- **Required action**: Reproduce nothing but the lines from the one containing "Target: face" to the end of the records below, each exactly as written.

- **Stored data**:
▼

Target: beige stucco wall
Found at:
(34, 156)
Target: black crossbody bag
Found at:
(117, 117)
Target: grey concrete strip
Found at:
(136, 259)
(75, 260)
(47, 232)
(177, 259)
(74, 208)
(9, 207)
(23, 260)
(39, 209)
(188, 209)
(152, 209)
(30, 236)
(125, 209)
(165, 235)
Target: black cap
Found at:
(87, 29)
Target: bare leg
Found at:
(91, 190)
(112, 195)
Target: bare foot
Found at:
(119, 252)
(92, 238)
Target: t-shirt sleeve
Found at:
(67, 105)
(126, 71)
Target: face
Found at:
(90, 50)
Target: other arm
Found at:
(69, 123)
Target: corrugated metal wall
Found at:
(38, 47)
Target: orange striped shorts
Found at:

▲

- **Response below**:
Target: face
Found at:
(90, 50)
Target: other arm
Found at:
(69, 123)
Target: corrugated metal wall
Found at:
(38, 47)
Target: orange striped shorts
Found at:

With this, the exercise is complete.